(Beginning of Input)

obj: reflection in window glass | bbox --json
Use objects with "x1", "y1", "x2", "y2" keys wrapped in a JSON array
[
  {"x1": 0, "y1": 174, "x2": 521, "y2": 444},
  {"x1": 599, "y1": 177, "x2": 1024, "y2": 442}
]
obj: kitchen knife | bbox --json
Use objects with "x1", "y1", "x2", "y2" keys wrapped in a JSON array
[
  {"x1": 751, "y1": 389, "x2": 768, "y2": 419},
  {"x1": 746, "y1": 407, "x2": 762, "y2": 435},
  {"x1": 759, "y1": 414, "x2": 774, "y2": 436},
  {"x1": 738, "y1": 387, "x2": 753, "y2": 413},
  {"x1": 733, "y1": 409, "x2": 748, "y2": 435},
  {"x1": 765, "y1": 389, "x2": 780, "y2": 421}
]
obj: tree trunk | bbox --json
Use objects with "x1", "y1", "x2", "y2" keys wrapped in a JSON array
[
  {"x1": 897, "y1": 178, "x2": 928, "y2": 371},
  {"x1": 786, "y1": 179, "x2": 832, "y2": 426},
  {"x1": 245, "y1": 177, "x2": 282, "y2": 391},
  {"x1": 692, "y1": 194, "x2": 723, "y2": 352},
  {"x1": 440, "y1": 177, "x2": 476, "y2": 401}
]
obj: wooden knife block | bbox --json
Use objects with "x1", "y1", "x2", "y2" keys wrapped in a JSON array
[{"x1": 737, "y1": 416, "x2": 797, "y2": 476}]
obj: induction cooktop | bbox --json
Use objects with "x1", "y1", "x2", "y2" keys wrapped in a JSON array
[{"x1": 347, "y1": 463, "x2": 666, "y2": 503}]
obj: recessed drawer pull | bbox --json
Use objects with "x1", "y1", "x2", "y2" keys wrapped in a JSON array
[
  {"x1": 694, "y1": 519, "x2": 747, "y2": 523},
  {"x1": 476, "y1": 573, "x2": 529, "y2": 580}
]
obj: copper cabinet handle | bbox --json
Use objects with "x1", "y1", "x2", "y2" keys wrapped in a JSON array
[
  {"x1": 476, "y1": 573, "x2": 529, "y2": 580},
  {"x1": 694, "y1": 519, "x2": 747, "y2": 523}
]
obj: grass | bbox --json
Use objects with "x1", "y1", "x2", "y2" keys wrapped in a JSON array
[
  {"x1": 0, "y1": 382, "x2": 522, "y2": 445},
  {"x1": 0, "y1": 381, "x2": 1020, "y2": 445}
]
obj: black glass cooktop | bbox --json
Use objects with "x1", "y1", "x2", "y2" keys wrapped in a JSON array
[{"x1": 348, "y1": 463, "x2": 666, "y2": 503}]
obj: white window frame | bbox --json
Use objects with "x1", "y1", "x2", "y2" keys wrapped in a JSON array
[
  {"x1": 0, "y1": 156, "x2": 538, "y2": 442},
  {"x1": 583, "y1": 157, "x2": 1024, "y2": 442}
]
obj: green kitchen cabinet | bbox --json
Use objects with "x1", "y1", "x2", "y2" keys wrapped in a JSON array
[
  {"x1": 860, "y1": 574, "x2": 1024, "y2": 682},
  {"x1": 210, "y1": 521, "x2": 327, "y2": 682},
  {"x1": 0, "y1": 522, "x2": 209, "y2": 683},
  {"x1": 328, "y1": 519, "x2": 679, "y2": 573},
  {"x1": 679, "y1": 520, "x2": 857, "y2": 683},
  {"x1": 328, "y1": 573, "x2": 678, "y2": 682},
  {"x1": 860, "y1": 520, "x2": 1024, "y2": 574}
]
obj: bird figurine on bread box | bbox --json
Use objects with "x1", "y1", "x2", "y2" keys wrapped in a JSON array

(End of Input)

** Task goal **
Could you set down each entry above word for word?

** Solution **
obj: reflection in window glass | bbox --json
Use objects with "x1", "y1", "x2", "y2" keys wrapped in a JSON array
[
  {"x1": 0, "y1": 174, "x2": 521, "y2": 444},
  {"x1": 599, "y1": 177, "x2": 1024, "y2": 442}
]
obj: kitchen knife | bbox --json
Use objects with "x1", "y1", "x2", "y2" keys wrapped in a JSON array
[
  {"x1": 751, "y1": 389, "x2": 768, "y2": 419},
  {"x1": 746, "y1": 407, "x2": 762, "y2": 435},
  {"x1": 759, "y1": 414, "x2": 774, "y2": 436},
  {"x1": 738, "y1": 387, "x2": 753, "y2": 413},
  {"x1": 733, "y1": 409, "x2": 748, "y2": 435},
  {"x1": 765, "y1": 389, "x2": 780, "y2": 421}
]
obj: tree trunk | bbox --json
Use objects with "x1", "y1", "x2", "y2" keys wrapped in a JSON array
[
  {"x1": 897, "y1": 178, "x2": 928, "y2": 371},
  {"x1": 786, "y1": 179, "x2": 832, "y2": 426},
  {"x1": 245, "y1": 177, "x2": 282, "y2": 391},
  {"x1": 692, "y1": 194, "x2": 723, "y2": 352},
  {"x1": 440, "y1": 177, "x2": 476, "y2": 401}
]
obj: wooden knife block | bbox --json
Use objects with "x1", "y1", "x2", "y2" keys wrapped in a JSON array
[{"x1": 737, "y1": 416, "x2": 797, "y2": 476}]
obj: induction cooktop | bbox --json
Use objects with "x1", "y1", "x2", "y2" keys wrapped in a JSON array
[{"x1": 347, "y1": 463, "x2": 666, "y2": 503}]
obj: recessed drawer pull | bbox --json
Use objects with "x1", "y1", "x2", "y2" keys wrapped in a JSON array
[
  {"x1": 694, "y1": 519, "x2": 747, "y2": 523},
  {"x1": 476, "y1": 573, "x2": 529, "y2": 580}
]
obj: copper cabinet handle | bbox --json
Use objects with "x1", "y1", "x2", "y2" keys wrapped in a JSON array
[
  {"x1": 476, "y1": 573, "x2": 529, "y2": 580},
  {"x1": 694, "y1": 519, "x2": 747, "y2": 523}
]
obj: grass | bbox --json
Use objects with "x1", "y1", "x2", "y2" keys wrapped in a JSON array
[
  {"x1": 0, "y1": 382, "x2": 522, "y2": 445},
  {"x1": 0, "y1": 381, "x2": 1020, "y2": 445}
]
obj: black glass cooktop | bbox --json
Use objects with "x1", "y1", "x2", "y2" keys wrapped in a JSON array
[{"x1": 348, "y1": 463, "x2": 666, "y2": 503}]
obj: white window frame | bbox --json
Use objects with "x1", "y1", "x2", "y2" keys wrapped in a JSON array
[
  {"x1": 0, "y1": 156, "x2": 538, "y2": 442},
  {"x1": 583, "y1": 157, "x2": 1024, "y2": 442}
]
obj: green kitchen cabinet | bbox --json
Use objects with "x1", "y1", "x2", "y2" keys wrapped in a JSON array
[
  {"x1": 860, "y1": 574, "x2": 1024, "y2": 682},
  {"x1": 210, "y1": 521, "x2": 327, "y2": 682},
  {"x1": 0, "y1": 522, "x2": 209, "y2": 683},
  {"x1": 328, "y1": 519, "x2": 679, "y2": 573},
  {"x1": 679, "y1": 520, "x2": 857, "y2": 683},
  {"x1": 328, "y1": 573, "x2": 678, "y2": 682},
  {"x1": 860, "y1": 520, "x2": 1024, "y2": 574}
]
obj: bird figurine on bread box | bbox --json
Use objects with "x1", "y1", "x2", "y2" keys wrapped in a JSON array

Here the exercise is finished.